▸ **Written exercise**
Locate every line in the listing below that contains the word "column" and copy each of those lines.

▸ **Records shown**
□ □ □ □ □
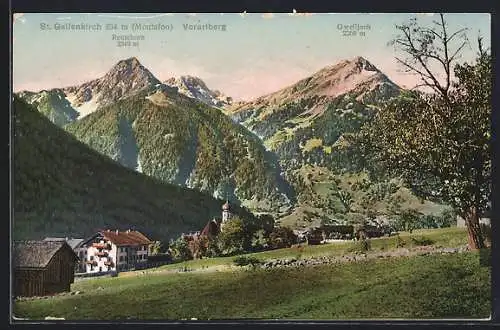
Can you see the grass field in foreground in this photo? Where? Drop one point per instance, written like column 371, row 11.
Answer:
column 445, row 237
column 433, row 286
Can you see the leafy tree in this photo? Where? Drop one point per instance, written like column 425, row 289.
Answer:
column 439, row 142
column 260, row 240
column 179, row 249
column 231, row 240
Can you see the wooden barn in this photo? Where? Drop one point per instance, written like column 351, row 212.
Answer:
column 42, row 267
□ □ □ □ □
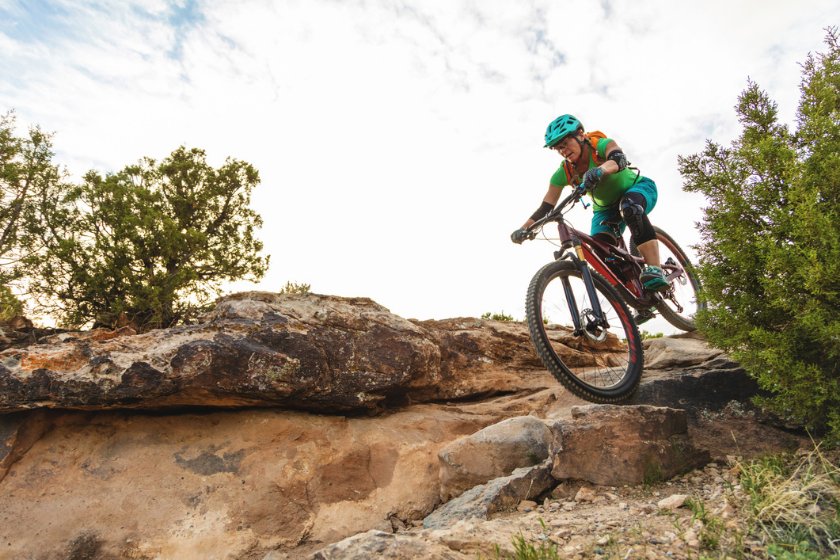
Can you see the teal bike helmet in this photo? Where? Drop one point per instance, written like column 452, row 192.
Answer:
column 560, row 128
□ □ □ □ □
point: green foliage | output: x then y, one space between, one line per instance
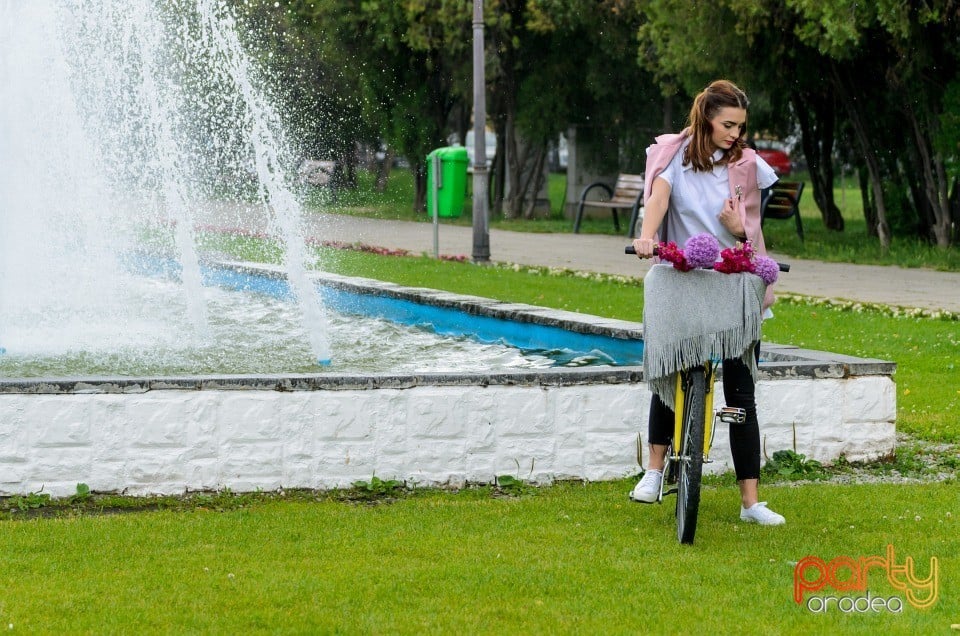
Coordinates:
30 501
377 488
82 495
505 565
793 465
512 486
□ □ □ □ □
▸ **Answer for this exercise**
Can you see the grass field in foreground in this photo? Where? Drop one point per instance, written like column 371, row 11.
column 445, row 237
column 433, row 286
Can you see the leafy tree in this photo? Where? Drop one point per instance, written like column 425, row 289.
column 439, row 142
column 260, row 240
column 179, row 249
column 231, row 240
Can you see the wooden barn in this photo? Where? Drop one point per instance, written like column 351, row 212.
column 42, row 267
Can you see the teal bike helmet in this photo? Where? Drop one point per instance, written like column 452, row 192.
column 560, row 128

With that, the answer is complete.